### Aim
Rewrite the material below, replacing every "Coordinates" with "Locations" and leaving everything else unchanged.

━━━ Task data

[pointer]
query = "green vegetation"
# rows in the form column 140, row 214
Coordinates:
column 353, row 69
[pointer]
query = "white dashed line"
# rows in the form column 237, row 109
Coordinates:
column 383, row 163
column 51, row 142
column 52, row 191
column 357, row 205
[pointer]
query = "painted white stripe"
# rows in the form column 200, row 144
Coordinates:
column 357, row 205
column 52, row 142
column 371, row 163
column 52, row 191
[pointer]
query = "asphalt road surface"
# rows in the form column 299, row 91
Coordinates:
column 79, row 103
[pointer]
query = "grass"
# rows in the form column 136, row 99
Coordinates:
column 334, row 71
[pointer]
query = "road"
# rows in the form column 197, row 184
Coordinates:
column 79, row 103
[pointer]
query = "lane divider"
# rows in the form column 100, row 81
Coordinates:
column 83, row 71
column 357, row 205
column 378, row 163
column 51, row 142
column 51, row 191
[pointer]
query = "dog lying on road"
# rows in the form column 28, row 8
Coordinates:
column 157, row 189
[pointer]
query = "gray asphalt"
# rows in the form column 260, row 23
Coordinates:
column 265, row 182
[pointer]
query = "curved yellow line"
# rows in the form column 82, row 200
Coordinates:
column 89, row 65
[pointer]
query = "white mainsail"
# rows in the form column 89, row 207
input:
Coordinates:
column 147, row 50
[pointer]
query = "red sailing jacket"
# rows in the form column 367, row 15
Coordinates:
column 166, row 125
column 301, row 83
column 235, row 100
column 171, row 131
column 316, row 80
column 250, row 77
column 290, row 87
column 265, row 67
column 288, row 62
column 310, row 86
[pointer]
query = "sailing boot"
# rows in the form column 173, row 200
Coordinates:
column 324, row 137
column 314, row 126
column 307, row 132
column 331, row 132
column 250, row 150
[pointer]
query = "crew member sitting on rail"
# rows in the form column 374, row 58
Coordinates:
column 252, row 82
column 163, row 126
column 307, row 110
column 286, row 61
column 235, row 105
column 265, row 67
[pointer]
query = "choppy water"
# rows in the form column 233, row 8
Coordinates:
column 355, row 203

━━━━━━

### Written reply
[pointer]
query = "green vegetation"
# rows in the form column 140, row 214
Locations:
column 353, row 69
[pointer]
query = "white dashed line"
# rows in the form column 237, row 109
Locations:
column 383, row 163
column 51, row 142
column 52, row 191
column 357, row 205
[pointer]
query = "painted white stripe"
# rows in the form column 200, row 144
Locations:
column 357, row 205
column 52, row 142
column 371, row 163
column 52, row 191
[pointer]
query = "asphalt road surface"
# rows in the form column 299, row 91
Locations:
column 79, row 103
[pointer]
query = "grass"
# rows in the form column 136, row 99
Locations:
column 334, row 71
[pointer]
query = "road"
# rows in the form column 197, row 184
Locations:
column 79, row 103
[pointer]
query = "lane divider"
# rows in the form column 100, row 81
Locations:
column 83, row 71
column 357, row 205
column 378, row 163
column 51, row 142
column 51, row 191
[pointer]
query = "dog lying on road"
# rows in the form column 28, row 8
Locations:
column 157, row 189
[pointer]
query = "gray asphalt"
# rows in the form column 260, row 23
Locations:
column 265, row 182
[pointer]
query = "curved yellow line"
# rows in the form column 82, row 200
Locations:
column 89, row 65
[pointer]
query = "white mainsail"
# rows in the form column 89, row 207
input:
Locations:
column 147, row 50
[pointer]
query = "red sailing jacket"
# rows in the form column 367, row 15
Locations:
column 166, row 125
column 301, row 83
column 235, row 100
column 171, row 131
column 316, row 80
column 250, row 77
column 290, row 87
column 265, row 67
column 288, row 62
column 310, row 86
[pointer]
query = "sailing boot"
# rows in the form column 173, row 200
Locations:
column 324, row 137
column 314, row 126
column 307, row 132
column 331, row 132
column 250, row 150
[pointer]
query = "crew member sitting on rail"
# rows in the form column 374, row 58
Locations:
column 252, row 82
column 163, row 126
column 307, row 110
column 286, row 61
column 235, row 105
column 265, row 67
[pointer]
query = "choppy water"
# rows in the form column 233, row 8
Locations:
column 355, row 203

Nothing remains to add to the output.